[[ Data for processing open ]]
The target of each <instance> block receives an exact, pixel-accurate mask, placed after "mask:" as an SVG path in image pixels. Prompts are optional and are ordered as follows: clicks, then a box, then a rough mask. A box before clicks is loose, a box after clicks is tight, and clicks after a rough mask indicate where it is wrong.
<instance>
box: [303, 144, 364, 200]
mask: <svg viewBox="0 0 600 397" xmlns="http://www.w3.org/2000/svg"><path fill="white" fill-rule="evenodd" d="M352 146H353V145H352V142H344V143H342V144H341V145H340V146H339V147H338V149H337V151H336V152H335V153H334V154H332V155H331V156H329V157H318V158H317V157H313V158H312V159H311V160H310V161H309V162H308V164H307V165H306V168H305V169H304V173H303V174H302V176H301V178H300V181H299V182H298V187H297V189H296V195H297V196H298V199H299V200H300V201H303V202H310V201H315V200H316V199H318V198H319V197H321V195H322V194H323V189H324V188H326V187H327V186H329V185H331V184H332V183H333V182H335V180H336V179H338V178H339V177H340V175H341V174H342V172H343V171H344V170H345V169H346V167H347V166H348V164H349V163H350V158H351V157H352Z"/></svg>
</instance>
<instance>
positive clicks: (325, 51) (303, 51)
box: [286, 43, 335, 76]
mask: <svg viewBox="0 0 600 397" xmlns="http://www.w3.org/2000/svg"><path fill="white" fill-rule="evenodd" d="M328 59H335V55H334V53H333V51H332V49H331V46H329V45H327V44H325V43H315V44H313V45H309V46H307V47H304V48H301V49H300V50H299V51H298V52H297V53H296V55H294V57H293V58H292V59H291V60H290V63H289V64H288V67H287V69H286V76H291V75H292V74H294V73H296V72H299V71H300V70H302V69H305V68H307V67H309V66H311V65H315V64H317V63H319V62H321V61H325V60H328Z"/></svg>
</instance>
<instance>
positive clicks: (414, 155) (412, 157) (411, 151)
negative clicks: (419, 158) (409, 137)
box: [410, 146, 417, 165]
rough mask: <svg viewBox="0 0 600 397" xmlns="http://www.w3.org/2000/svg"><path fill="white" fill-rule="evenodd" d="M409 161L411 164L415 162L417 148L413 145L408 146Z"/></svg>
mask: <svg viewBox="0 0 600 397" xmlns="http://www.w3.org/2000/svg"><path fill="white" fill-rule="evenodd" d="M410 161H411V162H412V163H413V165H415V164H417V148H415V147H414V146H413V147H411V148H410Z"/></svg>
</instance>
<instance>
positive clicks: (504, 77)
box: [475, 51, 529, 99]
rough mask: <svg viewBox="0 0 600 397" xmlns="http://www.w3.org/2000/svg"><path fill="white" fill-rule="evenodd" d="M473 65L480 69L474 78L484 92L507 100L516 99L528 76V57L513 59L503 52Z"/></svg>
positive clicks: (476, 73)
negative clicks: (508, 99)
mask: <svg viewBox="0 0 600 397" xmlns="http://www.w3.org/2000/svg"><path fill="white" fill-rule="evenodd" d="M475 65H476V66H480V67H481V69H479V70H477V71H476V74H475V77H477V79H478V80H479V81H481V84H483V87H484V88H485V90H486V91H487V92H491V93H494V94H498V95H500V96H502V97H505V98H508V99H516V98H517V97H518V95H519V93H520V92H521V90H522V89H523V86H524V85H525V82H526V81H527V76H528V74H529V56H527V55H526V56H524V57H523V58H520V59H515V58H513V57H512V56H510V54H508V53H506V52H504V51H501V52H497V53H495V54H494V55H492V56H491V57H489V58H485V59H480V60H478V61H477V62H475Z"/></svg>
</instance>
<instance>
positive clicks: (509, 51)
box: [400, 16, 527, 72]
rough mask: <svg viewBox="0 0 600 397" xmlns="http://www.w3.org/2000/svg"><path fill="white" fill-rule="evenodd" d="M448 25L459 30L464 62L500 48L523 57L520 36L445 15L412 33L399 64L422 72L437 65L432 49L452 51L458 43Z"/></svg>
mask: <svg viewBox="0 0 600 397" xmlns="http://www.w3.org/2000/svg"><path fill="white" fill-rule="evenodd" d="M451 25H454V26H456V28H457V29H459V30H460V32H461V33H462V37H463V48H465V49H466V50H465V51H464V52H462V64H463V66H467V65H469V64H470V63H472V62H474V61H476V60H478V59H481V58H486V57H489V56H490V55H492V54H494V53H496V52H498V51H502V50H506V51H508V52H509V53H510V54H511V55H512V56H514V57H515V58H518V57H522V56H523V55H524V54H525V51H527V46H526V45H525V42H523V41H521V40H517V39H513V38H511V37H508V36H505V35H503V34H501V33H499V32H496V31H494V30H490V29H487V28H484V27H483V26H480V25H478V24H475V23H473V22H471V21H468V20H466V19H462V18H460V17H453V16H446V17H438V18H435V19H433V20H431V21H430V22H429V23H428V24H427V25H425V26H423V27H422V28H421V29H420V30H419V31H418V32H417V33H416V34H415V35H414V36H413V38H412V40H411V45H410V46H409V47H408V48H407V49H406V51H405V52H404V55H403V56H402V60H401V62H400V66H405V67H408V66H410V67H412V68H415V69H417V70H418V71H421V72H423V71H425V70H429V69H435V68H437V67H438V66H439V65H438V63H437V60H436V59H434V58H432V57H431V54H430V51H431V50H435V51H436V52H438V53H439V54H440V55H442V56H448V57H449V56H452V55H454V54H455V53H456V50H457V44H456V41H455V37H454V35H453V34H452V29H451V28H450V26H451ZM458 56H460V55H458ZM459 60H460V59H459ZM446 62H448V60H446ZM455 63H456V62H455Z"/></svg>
[[ Data for processing closed ]]
● **Directive**:
Word for word, write out all of the data above.

● **Completed task**:
The target of each <instance> block receives an exact, pixel-accurate mask, placed after "mask:" as an SVG path in image pixels. Prompts are optional and are ordered as follows: clicks, then a box, then a rough mask. A box before clicks is loose, a box after clicks is tight, and clicks after a rough mask indicate where it is wrong.
<instance>
box: [303, 144, 364, 200]
mask: <svg viewBox="0 0 600 397" xmlns="http://www.w3.org/2000/svg"><path fill="white" fill-rule="evenodd" d="M352 146H353V145H352V142H344V143H342V144H341V145H340V146H339V147H338V149H337V151H336V152H335V153H334V154H332V155H331V156H329V157H318V158H317V157H313V158H312V159H311V160H310V161H309V162H308V164H307V165H306V168H305V169H304V173H303V174H302V176H301V178H300V181H299V182H298V187H297V189H296V195H297V196H298V199H299V200H300V201H303V202H310V201H315V200H316V199H318V198H319V197H321V195H322V194H323V189H324V188H326V187H327V186H329V185H331V184H332V183H333V182H335V180H336V179H338V178H339V177H340V175H341V174H342V172H343V171H344V170H345V169H346V167H347V166H348V164H349V163H350V158H351V157H352Z"/></svg>
</instance>
<instance>
positive clicks: (325, 51) (303, 51)
box: [286, 43, 335, 76]
mask: <svg viewBox="0 0 600 397" xmlns="http://www.w3.org/2000/svg"><path fill="white" fill-rule="evenodd" d="M328 59H335V55H334V53H333V51H332V49H331V46H329V45H327V44H325V43H315V44H313V45H309V46H307V47H304V48H301V49H300V50H299V51H298V52H297V53H296V55H294V57H293V58H292V59H291V60H290V63H289V64H288V67H287V69H286V76H291V75H292V74H294V73H296V72H299V71H300V70H302V69H305V68H307V67H309V66H311V65H315V64H317V63H319V62H321V61H325V60H328Z"/></svg>
</instance>
<instance>
positive clicks: (414, 155) (412, 157) (411, 151)
negative clicks: (419, 158) (409, 137)
box: [410, 146, 417, 165]
rough mask: <svg viewBox="0 0 600 397" xmlns="http://www.w3.org/2000/svg"><path fill="white" fill-rule="evenodd" d="M409 161L411 164L415 162L417 148L413 145L408 146Z"/></svg>
mask: <svg viewBox="0 0 600 397" xmlns="http://www.w3.org/2000/svg"><path fill="white" fill-rule="evenodd" d="M410 161H411V162H412V163H413V165H415V164H417V148H415V147H414V146H413V147H411V148H410Z"/></svg>
</instance>
<instance>
positive clicks: (504, 77)
box: [475, 51, 529, 99]
rough mask: <svg viewBox="0 0 600 397" xmlns="http://www.w3.org/2000/svg"><path fill="white" fill-rule="evenodd" d="M473 65L480 69L474 78L484 92L507 100L516 99L528 76V57L513 59L503 52Z"/></svg>
positive clicks: (476, 73)
negative clicks: (508, 99)
mask: <svg viewBox="0 0 600 397" xmlns="http://www.w3.org/2000/svg"><path fill="white" fill-rule="evenodd" d="M475 65H476V66H480V67H481V69H479V70H477V71H476V74H475V77H477V79H478V80H479V81H481V84H483V87H484V88H485V90H486V91H487V92H491V93H494V94H498V95H500V96H502V97H505V98H508V99H516V98H517V97H518V95H519V93H520V92H521V90H522V89H523V86H524V85H525V82H526V81H527V76H528V74H529V56H527V55H526V56H524V57H523V58H520V59H515V58H513V57H512V56H510V54H508V53H506V52H504V51H501V52H497V53H495V54H494V55H492V56H491V57H489V58H485V59H480V60H478V61H477V62H475Z"/></svg>
</instance>
<instance>
positive clicks: (509, 51)
box: [400, 16, 527, 72]
rough mask: <svg viewBox="0 0 600 397" xmlns="http://www.w3.org/2000/svg"><path fill="white" fill-rule="evenodd" d="M448 25L459 30L464 62L500 48L523 57L520 36L445 15L412 33L399 64L422 72L437 65L432 49L452 51L458 43Z"/></svg>
mask: <svg viewBox="0 0 600 397" xmlns="http://www.w3.org/2000/svg"><path fill="white" fill-rule="evenodd" d="M451 25H454V26H456V28H457V29H459V30H460V32H461V33H462V37H463V48H465V49H466V50H465V51H464V52H462V64H463V66H467V65H469V64H470V63H472V62H474V61H476V60H478V59H481V58H486V57H489V56H490V55H492V54H494V53H496V52H498V51H502V50H506V51H508V52H509V53H510V54H511V55H512V56H514V57H515V58H518V57H522V56H523V55H524V54H525V51H527V46H526V45H525V42H523V41H521V40H517V39H513V38H511V37H508V36H505V35H503V34H501V33H499V32H496V31H494V30H490V29H487V28H484V27H483V26H480V25H478V24H475V23H473V22H471V21H468V20H466V19H462V18H460V17H453V16H446V17H438V18H435V19H433V20H431V21H430V22H429V23H428V24H427V25H425V26H423V27H422V28H421V29H420V30H419V31H418V32H417V33H416V34H415V35H414V36H413V38H412V40H411V45H410V46H409V47H408V48H407V49H406V51H405V52H404V55H403V56H402V60H401V62H400V66H405V67H408V66H410V67H412V68H415V69H417V70H418V71H421V72H423V71H425V70H429V69H435V68H437V67H438V66H439V65H438V63H437V60H436V59H434V58H432V57H431V54H430V51H431V50H435V51H436V52H438V53H439V54H440V55H442V56H448V57H449V56H452V55H454V54H455V53H456V50H457V44H456V41H455V37H454V35H453V34H452V29H451V28H450V26H451ZM458 56H460V55H458ZM459 60H460V59H459ZM446 62H448V60H446ZM455 63H456V62H455Z"/></svg>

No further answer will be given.